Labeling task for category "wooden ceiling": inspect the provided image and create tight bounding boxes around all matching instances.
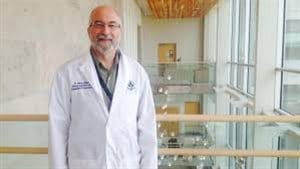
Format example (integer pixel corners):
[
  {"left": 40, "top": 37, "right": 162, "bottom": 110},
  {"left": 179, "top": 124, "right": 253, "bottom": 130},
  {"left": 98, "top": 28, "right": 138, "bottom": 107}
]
[{"left": 147, "top": 0, "right": 218, "bottom": 18}]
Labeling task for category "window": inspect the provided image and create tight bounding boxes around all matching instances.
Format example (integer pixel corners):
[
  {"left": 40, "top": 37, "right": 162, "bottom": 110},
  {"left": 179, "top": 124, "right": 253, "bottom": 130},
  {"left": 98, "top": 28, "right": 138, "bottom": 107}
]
[
  {"left": 229, "top": 0, "right": 257, "bottom": 96},
  {"left": 277, "top": 0, "right": 300, "bottom": 114}
]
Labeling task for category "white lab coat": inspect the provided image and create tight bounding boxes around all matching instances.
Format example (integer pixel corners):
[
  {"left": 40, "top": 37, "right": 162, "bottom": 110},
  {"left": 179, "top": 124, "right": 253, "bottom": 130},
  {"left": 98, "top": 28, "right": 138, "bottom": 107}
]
[{"left": 49, "top": 51, "right": 157, "bottom": 169}]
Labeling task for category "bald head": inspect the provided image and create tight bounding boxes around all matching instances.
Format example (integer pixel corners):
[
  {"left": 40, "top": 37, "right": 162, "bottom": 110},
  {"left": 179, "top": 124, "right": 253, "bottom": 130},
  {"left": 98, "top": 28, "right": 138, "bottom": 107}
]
[
  {"left": 89, "top": 5, "right": 121, "bottom": 25},
  {"left": 87, "top": 6, "right": 121, "bottom": 57}
]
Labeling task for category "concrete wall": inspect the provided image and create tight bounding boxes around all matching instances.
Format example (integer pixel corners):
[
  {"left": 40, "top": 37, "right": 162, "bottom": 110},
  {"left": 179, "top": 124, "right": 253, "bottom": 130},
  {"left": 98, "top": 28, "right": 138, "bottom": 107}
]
[
  {"left": 0, "top": 0, "right": 141, "bottom": 114},
  {"left": 142, "top": 17, "right": 203, "bottom": 63}
]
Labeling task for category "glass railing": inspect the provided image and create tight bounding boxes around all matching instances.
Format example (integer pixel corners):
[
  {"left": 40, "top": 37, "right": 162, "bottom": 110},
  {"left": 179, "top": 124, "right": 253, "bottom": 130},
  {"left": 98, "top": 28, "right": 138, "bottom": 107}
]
[
  {"left": 0, "top": 114, "right": 300, "bottom": 169},
  {"left": 143, "top": 62, "right": 216, "bottom": 94}
]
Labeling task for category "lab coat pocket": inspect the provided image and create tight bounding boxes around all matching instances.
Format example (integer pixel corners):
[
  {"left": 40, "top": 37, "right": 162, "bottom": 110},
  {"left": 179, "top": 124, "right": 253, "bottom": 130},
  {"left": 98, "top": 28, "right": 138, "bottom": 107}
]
[{"left": 69, "top": 159, "right": 100, "bottom": 169}]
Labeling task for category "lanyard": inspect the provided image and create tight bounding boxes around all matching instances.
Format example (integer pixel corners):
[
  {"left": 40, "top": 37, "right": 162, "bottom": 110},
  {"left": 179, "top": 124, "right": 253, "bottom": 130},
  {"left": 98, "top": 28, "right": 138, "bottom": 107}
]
[{"left": 93, "top": 58, "right": 113, "bottom": 103}]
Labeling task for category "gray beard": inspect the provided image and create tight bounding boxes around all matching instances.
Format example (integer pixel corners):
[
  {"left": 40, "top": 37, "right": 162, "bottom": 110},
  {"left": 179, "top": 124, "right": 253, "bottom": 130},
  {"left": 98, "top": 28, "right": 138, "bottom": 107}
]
[{"left": 94, "top": 43, "right": 119, "bottom": 55}]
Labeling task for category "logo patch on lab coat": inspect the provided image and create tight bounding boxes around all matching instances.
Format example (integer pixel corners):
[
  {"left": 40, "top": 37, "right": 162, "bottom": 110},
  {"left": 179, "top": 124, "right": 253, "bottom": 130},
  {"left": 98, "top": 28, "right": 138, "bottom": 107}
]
[
  {"left": 127, "top": 80, "right": 135, "bottom": 91},
  {"left": 72, "top": 82, "right": 92, "bottom": 91}
]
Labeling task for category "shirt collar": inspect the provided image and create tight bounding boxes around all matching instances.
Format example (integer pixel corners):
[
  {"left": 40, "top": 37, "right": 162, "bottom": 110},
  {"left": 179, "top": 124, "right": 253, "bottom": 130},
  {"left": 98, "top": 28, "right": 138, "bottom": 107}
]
[{"left": 90, "top": 48, "right": 121, "bottom": 71}]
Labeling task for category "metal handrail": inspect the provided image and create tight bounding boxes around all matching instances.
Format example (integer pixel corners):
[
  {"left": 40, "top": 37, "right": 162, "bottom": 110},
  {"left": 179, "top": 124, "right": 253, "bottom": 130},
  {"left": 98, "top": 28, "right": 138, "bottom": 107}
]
[
  {"left": 0, "top": 147, "right": 300, "bottom": 158},
  {"left": 0, "top": 114, "right": 300, "bottom": 123},
  {"left": 0, "top": 114, "right": 300, "bottom": 157}
]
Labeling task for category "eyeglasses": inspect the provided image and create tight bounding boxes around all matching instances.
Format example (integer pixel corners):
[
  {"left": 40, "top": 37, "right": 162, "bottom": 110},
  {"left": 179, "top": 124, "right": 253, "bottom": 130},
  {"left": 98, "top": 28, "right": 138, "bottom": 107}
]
[{"left": 90, "top": 21, "right": 121, "bottom": 31}]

◆ **Problem**
Please show every line of the listing above that contains the word "coat", copying each such line in full.

◆ **Full response**
Labeling task for category "white lab coat": inspect the provided image and create tight bounding boxes around all matching instances.
Labeling task for category "lab coat pocket": inspect the provided image and create tight bounding boxes around all matching instances.
Labeling task for category "logo patch on lab coat": inspect the provided image and create tight bounding boxes around all matching instances.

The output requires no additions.